-- START OF MATERIAL SUPPLIED --
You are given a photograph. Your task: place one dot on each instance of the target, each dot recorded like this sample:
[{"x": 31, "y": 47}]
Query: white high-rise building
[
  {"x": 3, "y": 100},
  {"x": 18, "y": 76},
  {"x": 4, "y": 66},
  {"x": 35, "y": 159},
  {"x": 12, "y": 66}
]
-- END OF MATERIAL SUPPLIED --
WHAT YOU HAVE TO DO
Reproduce the rows above word for word, with no changes.

ANSWER BELOW
You are given a photograph. Your task: place one dot on each instance of the target, each dot recorded like this sample:
[{"x": 31, "y": 47}]
Query: white high-rise building
[
  {"x": 3, "y": 100},
  {"x": 18, "y": 76},
  {"x": 4, "y": 66},
  {"x": 35, "y": 159},
  {"x": 12, "y": 66}
]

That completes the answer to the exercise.